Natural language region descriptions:
:::::

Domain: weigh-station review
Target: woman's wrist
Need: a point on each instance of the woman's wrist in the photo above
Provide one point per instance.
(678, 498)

:::::

— AIM OF THE TASK —
Reproduce each record above exactly, keeping every word as it stands.

— TASK ANSWER —
Domain: weigh-station review
Target: woman's wrist
Need: a point on each instance of the woman's wrist in the photo above
Provide one point per instance.
(678, 498)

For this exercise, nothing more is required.